**WHAT YOU HAVE TO DO**
From the line containing "the grass field" down to the last line of the records below, give every line again without any change.

**TASK INPUTS**

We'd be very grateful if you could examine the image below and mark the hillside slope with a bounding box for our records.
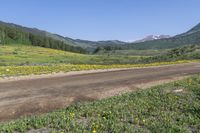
[0,21,126,52]
[0,21,86,53]
[0,45,143,66]
[125,23,200,50]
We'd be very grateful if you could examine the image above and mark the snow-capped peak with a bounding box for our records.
[134,35,170,43]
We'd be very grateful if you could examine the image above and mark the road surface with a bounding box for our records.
[0,62,200,121]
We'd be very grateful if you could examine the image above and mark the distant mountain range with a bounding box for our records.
[134,35,170,43]
[0,20,200,52]
[0,21,126,50]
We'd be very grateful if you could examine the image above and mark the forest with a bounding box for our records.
[0,24,87,54]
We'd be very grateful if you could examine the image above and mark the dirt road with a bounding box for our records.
[0,63,200,121]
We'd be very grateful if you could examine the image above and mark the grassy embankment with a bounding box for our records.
[0,75,200,132]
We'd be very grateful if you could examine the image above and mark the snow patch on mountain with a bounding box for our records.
[134,35,170,43]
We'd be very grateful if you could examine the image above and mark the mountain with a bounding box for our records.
[0,21,127,52]
[64,38,126,47]
[184,23,200,35]
[122,23,200,50]
[134,35,170,43]
[1,20,200,52]
[0,21,87,53]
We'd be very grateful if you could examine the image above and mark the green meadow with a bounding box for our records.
[0,45,144,66]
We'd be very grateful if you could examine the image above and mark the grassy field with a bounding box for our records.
[0,45,144,66]
[96,49,168,56]
[0,44,199,77]
[0,75,199,132]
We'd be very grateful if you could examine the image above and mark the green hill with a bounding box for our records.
[185,23,200,34]
[0,21,126,53]
[0,21,87,53]
[121,23,200,50]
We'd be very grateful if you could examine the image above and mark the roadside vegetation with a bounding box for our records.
[1,60,198,77]
[0,75,200,132]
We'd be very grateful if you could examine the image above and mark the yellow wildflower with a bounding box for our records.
[92,128,96,133]
[70,112,75,117]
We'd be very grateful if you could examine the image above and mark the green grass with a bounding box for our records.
[0,44,199,78]
[1,75,200,133]
[0,45,145,66]
[96,49,168,56]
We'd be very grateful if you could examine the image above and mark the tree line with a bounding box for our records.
[0,24,87,54]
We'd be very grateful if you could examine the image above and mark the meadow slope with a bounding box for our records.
[0,45,200,78]
[0,45,143,66]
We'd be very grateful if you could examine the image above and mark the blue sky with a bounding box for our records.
[0,0,200,41]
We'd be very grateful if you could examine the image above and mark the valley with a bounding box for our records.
[0,17,200,132]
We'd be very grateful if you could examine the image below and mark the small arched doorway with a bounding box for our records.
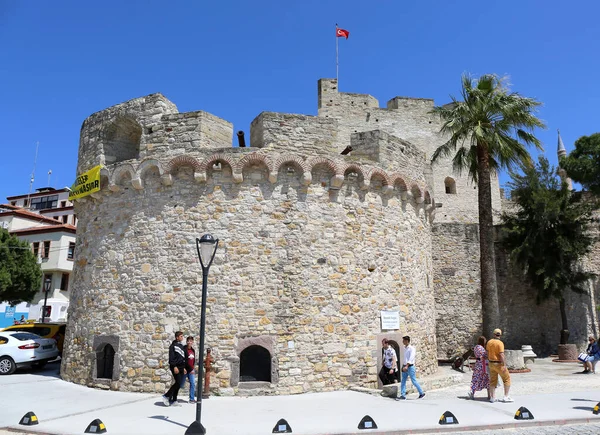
[97,344,115,379]
[239,345,271,382]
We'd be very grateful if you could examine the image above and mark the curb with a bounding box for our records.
[4,417,599,435]
[0,429,54,435]
[315,417,600,434]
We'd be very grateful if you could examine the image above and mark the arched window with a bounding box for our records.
[444,177,457,194]
[239,345,271,382]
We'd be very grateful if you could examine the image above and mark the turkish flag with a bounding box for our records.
[336,28,349,39]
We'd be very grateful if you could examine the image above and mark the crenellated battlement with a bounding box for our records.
[75,78,502,227]
[89,149,435,216]
[77,93,233,175]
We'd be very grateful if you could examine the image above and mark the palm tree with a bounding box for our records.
[431,74,545,336]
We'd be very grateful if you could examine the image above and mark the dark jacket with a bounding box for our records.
[169,340,186,367]
[587,342,600,357]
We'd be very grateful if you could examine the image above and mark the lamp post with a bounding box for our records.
[41,276,51,323]
[186,234,219,435]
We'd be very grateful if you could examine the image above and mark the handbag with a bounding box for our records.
[578,352,590,362]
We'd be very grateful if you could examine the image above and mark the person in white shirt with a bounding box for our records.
[379,339,398,385]
[396,335,425,400]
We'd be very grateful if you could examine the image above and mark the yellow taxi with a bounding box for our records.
[1,322,66,355]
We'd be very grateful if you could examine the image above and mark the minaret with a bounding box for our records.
[557,129,573,190]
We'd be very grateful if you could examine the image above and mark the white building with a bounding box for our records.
[0,188,77,325]
[7,187,77,226]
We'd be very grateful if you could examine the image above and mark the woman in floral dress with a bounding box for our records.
[468,336,490,399]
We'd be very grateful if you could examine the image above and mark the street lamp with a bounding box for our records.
[186,234,219,435]
[41,276,52,323]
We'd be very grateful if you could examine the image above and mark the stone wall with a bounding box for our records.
[316,78,502,225]
[496,243,596,356]
[432,223,482,359]
[62,161,437,394]
[250,112,338,156]
[347,130,427,183]
[433,219,600,360]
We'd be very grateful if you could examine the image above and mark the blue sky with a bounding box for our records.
[1,1,598,202]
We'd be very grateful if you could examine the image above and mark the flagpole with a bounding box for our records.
[335,24,339,85]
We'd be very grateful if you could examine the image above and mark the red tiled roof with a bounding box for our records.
[0,204,65,224]
[10,224,76,236]
[0,205,62,225]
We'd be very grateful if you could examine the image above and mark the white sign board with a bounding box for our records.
[380,311,400,330]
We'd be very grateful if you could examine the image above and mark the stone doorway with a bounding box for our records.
[240,345,271,382]
[230,335,279,389]
[92,335,120,383]
[376,332,405,388]
[97,344,115,379]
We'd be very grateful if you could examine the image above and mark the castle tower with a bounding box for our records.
[557,129,573,190]
[61,82,440,395]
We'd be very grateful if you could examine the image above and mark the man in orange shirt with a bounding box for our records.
[486,328,512,403]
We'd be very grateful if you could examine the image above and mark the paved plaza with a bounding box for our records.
[2,358,600,435]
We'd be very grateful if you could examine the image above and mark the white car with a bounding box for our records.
[0,331,59,375]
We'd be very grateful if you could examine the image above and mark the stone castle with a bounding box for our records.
[61,79,600,395]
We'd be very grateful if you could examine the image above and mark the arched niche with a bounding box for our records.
[444,177,457,194]
[103,118,142,165]
[240,345,272,382]
[230,335,278,388]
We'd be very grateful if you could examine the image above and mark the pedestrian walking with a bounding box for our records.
[378,338,398,385]
[161,331,186,407]
[468,336,490,399]
[180,336,196,403]
[582,336,600,374]
[396,336,425,400]
[486,328,512,403]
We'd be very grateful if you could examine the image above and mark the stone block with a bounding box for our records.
[381,383,399,398]
[504,350,525,370]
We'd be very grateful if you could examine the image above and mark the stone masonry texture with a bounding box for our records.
[61,78,600,395]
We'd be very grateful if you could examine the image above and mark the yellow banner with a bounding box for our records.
[68,165,102,200]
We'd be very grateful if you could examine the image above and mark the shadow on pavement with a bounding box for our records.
[14,360,61,379]
[149,415,188,428]
[572,406,595,412]
[457,395,490,401]
[571,398,597,402]
[153,401,171,408]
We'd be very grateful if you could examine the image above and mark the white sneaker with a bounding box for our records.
[503,396,514,403]
[170,401,182,407]
[162,395,170,406]
[489,398,497,403]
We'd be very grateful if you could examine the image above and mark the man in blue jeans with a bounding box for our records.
[396,335,425,400]
[180,336,197,403]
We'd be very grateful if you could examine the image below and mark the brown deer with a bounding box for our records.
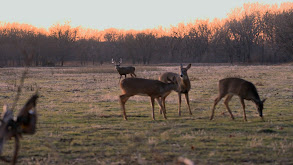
[0,94,38,165]
[112,58,136,83]
[210,78,266,121]
[119,77,181,120]
[159,64,192,116]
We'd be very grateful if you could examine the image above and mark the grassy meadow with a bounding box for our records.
[0,64,292,164]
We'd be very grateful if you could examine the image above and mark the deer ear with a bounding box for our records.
[262,98,267,103]
[1,105,13,124]
[186,64,191,70]
[2,104,7,114]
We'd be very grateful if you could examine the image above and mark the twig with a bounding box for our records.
[10,67,29,112]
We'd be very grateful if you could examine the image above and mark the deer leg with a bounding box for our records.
[160,92,171,115]
[178,92,182,116]
[162,96,167,114]
[150,97,155,120]
[156,97,164,115]
[130,73,136,77]
[118,75,122,83]
[184,92,192,115]
[224,94,235,120]
[119,94,130,120]
[210,95,223,120]
[157,97,167,119]
[240,98,247,121]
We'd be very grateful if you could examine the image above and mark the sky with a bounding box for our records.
[0,0,290,30]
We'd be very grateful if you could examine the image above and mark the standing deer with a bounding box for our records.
[0,94,38,165]
[159,64,192,116]
[210,78,266,121]
[112,58,136,83]
[119,77,181,120]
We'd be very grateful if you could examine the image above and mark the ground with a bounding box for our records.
[0,64,292,164]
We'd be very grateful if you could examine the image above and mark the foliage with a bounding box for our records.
[0,3,293,66]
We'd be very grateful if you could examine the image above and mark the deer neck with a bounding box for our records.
[252,96,261,105]
[115,65,120,70]
[181,76,190,91]
[163,83,179,93]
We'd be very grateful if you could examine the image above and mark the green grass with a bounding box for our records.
[0,65,292,164]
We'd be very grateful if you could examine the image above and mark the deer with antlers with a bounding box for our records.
[0,94,39,165]
[119,77,181,120]
[159,64,192,116]
[112,58,136,83]
[210,78,266,121]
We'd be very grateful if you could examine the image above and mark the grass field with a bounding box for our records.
[0,64,292,164]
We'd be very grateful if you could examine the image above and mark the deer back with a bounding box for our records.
[219,78,261,101]
[120,78,179,97]
[116,66,135,75]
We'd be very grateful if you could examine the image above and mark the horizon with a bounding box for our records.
[0,0,290,30]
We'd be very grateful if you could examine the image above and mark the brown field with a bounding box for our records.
[0,64,292,164]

**RESULT**
We'd be very grateful if you could examine the image above and mark the grass field with a bounding box for our records.
[0,64,292,164]
We'd be very grateful if you could examine the image above and mark the deer back with a bounding box for our records.
[219,78,261,101]
[120,78,179,97]
[116,66,135,75]
We'd be very grateful if you could examine the image above and mark the horizon with a bounding box for our records.
[0,0,290,30]
We'd be very grateful if you could examine the image above and mark the brown field with a bounding box for our records.
[0,64,292,164]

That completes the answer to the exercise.